* DOCUMENT SEGMENT
Flash forward to our first night there, where after an amazing dinner with a private chef, we had our tarot cards read. This is something completely new to me, and I was so nervous she was going to be like “ohhhh yea, this breast cancer is going to come back and kill you”…honestly, that was my biggest concern and where my mind is at sometimes! I know everyone tells me I can’t think that way, but how can you not let thoughts like that seep in every once in a while? When you have so much to live for, worry in any aspect of our life can be debilitating. And when you have something like cancer to deal with, it can become even more so, especially for someone that has dealt with anxiety issues both past and present (see my first blog post here). (I still have LOTS of work to do on the whole “survivorship” piece of this!) Anyway, we picked our own 5 cards (see below) and then the reader helped us understand how they applied to “where do I want to be at the end of this experience”. All of my cards led to such amazing and positive things. It truly felt like the reader took my brain and dumped it on the table. I am ready to be done with cancer and move on with life. I am confident with the decisions I have made for my family over the last 6 months and I don’t need other people’s approval. I need to embrace the opportunities that come my way and start saying yes more. I need to let go. Let go of the reigns I have on my life and my kids’ lives and try and just live more. And I need to take care of myself better.

* Dataset items
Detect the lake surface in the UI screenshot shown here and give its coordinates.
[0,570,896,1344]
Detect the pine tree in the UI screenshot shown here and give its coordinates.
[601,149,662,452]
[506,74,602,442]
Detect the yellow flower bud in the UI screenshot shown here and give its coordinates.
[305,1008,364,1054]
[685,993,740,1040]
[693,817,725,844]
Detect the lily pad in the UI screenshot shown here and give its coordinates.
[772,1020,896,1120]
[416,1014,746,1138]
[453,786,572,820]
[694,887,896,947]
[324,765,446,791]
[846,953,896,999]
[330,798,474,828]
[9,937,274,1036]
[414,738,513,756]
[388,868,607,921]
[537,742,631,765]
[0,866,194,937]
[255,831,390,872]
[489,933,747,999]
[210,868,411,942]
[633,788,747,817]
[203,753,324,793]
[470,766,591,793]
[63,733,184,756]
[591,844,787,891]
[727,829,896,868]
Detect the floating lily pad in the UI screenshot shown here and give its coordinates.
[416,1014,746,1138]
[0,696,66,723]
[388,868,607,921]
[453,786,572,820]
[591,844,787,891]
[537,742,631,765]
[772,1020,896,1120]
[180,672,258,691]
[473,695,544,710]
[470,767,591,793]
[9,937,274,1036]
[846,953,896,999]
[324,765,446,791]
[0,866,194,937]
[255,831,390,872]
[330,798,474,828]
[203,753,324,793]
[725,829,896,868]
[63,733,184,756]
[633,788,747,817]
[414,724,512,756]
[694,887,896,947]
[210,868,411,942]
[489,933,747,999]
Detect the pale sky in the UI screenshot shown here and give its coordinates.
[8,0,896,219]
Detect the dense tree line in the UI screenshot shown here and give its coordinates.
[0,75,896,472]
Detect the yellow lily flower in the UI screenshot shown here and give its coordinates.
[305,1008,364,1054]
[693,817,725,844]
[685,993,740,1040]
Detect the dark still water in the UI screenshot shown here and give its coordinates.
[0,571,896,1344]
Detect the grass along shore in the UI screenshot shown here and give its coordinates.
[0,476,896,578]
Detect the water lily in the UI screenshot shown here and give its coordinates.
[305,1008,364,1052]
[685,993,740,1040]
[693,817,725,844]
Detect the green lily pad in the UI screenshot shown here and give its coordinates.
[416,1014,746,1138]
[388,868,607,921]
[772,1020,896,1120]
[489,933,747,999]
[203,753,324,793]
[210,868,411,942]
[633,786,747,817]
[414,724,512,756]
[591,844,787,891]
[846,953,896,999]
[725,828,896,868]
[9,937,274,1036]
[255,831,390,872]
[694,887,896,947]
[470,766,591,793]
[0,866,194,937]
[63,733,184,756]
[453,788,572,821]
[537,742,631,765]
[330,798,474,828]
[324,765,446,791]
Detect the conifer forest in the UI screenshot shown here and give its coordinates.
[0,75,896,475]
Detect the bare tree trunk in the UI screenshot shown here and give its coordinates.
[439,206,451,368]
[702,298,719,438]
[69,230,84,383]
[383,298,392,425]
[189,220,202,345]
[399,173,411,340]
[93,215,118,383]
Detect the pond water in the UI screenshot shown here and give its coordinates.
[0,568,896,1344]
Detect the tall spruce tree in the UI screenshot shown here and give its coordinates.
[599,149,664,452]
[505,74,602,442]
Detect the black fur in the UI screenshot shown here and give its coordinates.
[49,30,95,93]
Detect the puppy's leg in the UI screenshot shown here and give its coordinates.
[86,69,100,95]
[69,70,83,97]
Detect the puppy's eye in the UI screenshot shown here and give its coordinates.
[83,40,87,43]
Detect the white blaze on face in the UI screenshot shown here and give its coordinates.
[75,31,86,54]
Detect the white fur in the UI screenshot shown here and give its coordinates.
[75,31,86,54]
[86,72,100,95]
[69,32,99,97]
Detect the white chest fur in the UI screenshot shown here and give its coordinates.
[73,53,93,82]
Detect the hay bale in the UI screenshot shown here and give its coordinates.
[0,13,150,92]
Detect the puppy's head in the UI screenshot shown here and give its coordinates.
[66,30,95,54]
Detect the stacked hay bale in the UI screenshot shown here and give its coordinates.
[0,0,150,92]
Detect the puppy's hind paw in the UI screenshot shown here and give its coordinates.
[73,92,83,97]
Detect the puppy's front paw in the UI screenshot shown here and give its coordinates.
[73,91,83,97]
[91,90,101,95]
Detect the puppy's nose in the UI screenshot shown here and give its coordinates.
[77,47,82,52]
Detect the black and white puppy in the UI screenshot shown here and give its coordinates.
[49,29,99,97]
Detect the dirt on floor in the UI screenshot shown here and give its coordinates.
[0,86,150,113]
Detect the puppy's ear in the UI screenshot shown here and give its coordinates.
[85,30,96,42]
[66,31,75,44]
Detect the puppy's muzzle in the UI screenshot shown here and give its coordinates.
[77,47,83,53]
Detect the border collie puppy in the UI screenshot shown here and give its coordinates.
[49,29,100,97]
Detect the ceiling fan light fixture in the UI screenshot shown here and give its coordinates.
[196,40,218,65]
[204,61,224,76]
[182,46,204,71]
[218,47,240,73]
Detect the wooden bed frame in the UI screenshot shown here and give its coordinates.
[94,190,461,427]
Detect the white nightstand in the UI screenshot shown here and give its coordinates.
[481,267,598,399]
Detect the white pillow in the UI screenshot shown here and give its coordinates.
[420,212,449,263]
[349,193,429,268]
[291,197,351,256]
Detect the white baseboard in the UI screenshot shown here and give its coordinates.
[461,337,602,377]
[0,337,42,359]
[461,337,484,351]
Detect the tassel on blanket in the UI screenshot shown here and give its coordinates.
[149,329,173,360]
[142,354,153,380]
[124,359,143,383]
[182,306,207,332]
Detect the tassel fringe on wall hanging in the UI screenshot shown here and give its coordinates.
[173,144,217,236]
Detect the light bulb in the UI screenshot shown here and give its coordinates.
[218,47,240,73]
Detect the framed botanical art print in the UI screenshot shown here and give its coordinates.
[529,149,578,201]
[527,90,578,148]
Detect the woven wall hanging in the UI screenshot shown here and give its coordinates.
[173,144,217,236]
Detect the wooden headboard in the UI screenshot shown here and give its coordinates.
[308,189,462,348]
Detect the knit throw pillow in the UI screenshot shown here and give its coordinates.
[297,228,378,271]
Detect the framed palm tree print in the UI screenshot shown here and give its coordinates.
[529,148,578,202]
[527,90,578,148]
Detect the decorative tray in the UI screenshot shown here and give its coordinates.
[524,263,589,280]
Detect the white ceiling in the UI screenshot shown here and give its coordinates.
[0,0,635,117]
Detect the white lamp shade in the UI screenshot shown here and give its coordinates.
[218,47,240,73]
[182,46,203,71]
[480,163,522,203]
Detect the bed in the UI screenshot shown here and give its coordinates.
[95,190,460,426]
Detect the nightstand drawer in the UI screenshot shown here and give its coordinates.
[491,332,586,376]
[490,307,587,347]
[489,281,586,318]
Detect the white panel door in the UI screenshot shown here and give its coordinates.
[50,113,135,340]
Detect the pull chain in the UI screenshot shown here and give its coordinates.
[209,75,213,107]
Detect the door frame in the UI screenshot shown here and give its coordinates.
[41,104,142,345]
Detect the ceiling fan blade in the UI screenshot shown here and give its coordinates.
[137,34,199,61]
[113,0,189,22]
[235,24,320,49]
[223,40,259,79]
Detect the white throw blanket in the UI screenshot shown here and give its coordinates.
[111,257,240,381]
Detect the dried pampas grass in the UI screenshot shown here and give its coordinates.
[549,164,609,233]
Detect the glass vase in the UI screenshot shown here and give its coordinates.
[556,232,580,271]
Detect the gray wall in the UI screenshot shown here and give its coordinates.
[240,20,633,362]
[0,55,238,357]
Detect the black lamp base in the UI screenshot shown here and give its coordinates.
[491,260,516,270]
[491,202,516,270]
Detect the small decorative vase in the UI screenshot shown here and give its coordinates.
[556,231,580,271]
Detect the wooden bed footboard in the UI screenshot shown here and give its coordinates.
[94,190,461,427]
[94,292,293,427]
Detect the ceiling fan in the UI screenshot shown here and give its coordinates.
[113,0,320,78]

* DIRECTIONS FOR THIS TASK
Answer these questions about the tarot reading passage above, one per line:
1. What came right before the tarot cards were read on the first night?
2. How many cards were picked?
3. Over what span of time does the writer feel confident about the decisions made for the family?

* WRITTEN REPLY
1. An amazing dinner with a private chef.
2. Five cards.
3. The last 6 months.